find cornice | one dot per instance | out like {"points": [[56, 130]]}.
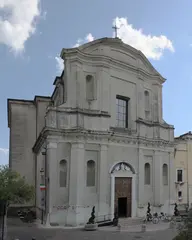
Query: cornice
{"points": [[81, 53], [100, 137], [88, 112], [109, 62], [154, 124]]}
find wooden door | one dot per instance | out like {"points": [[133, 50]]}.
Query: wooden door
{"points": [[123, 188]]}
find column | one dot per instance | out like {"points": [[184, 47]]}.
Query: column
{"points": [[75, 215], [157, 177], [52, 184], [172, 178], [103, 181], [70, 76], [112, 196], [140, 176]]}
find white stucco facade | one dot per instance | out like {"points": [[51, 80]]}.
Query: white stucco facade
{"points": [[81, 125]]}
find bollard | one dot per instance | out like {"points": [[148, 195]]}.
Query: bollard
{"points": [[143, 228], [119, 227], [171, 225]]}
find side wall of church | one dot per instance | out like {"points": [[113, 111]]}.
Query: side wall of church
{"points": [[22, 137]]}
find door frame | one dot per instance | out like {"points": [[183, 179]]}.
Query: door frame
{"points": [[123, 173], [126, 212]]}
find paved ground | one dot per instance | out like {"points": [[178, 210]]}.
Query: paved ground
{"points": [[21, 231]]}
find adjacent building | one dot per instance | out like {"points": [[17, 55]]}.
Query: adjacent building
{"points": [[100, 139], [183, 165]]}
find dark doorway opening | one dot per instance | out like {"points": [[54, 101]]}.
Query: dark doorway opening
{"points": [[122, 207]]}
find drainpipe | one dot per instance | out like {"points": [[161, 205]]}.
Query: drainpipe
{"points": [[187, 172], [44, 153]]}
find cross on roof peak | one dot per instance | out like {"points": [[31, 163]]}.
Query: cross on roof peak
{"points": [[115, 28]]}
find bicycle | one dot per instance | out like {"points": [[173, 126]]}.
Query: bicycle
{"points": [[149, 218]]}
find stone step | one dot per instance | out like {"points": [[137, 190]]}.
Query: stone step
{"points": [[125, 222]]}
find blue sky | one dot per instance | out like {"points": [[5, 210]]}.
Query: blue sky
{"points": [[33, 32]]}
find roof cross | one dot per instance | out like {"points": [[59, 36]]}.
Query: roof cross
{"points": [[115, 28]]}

* * *

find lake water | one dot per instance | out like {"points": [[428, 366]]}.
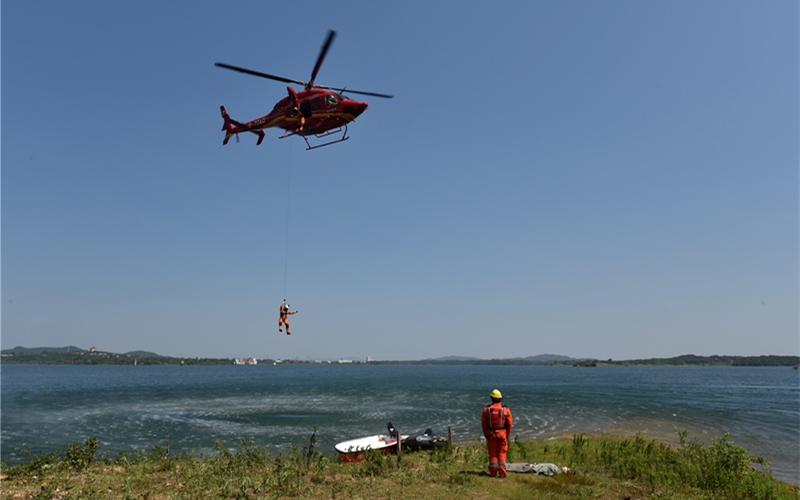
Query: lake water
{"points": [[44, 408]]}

==

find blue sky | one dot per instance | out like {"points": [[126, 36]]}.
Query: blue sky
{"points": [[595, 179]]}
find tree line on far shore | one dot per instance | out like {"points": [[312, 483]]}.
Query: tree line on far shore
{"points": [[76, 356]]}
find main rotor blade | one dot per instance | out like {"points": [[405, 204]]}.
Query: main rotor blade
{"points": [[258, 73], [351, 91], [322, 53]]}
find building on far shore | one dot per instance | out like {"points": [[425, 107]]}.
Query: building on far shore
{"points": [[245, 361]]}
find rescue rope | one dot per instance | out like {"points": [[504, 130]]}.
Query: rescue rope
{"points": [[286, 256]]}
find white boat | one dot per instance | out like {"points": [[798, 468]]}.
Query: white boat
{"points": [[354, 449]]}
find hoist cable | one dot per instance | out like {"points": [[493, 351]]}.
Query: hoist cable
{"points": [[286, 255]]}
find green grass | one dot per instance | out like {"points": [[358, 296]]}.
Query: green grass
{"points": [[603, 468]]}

= Work to do =
Extract every line in the records above that contains the string "drainpipe". The match is case-sensitive.

= Solved problem =
find drainpipe | one dot per instance | out like {"points": [[161, 205]]}.
Query: drainpipe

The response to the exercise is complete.